◆ **Collected data entries**
★ ★ ★

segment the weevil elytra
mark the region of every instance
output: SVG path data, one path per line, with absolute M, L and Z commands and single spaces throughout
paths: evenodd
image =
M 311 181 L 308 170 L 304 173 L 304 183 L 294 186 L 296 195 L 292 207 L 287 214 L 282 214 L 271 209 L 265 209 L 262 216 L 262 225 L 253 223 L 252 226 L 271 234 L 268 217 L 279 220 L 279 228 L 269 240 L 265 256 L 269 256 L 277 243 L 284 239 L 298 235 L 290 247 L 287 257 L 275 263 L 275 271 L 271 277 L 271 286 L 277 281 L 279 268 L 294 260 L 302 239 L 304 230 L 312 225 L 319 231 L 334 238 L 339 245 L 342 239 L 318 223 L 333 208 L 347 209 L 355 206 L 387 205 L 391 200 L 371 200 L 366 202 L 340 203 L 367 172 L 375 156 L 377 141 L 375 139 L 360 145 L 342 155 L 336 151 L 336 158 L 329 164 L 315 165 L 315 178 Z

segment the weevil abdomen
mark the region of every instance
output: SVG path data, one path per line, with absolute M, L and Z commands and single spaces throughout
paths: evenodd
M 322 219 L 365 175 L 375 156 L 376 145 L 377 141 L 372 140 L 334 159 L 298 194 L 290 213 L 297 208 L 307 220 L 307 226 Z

★ ★ ★

◆ **Work required**
What you return must match the data word for word.

◆ **Answer space**
segment the weevil elytra
mark the region of every instance
output: SVG path data, one path per line, with absolute M, L and Z commands and single spaces throughout
paths: evenodd
image =
M 311 181 L 308 170 L 304 173 L 304 183 L 294 186 L 296 195 L 292 207 L 287 214 L 282 214 L 271 209 L 265 209 L 262 216 L 262 225 L 253 223 L 252 226 L 271 234 L 268 217 L 279 220 L 279 228 L 269 240 L 265 256 L 269 256 L 277 243 L 284 239 L 298 235 L 290 247 L 287 257 L 275 263 L 275 271 L 271 277 L 271 286 L 277 281 L 279 268 L 294 260 L 302 239 L 304 230 L 312 225 L 319 231 L 334 238 L 339 245 L 342 239 L 318 223 L 333 208 L 347 209 L 355 206 L 387 205 L 391 200 L 371 200 L 366 202 L 340 203 L 367 172 L 375 156 L 377 141 L 375 139 L 360 145 L 342 155 L 336 151 L 336 158 L 329 164 L 315 165 L 315 178 Z

segment the weevil abdomen
mark the region of every instance
output: SVG path data, one path per line, with absolute M, L and Z commands and single spaces throughout
paths: evenodd
M 322 219 L 365 175 L 375 156 L 376 145 L 377 141 L 372 140 L 334 159 L 298 194 L 290 213 L 297 208 L 307 220 L 307 226 Z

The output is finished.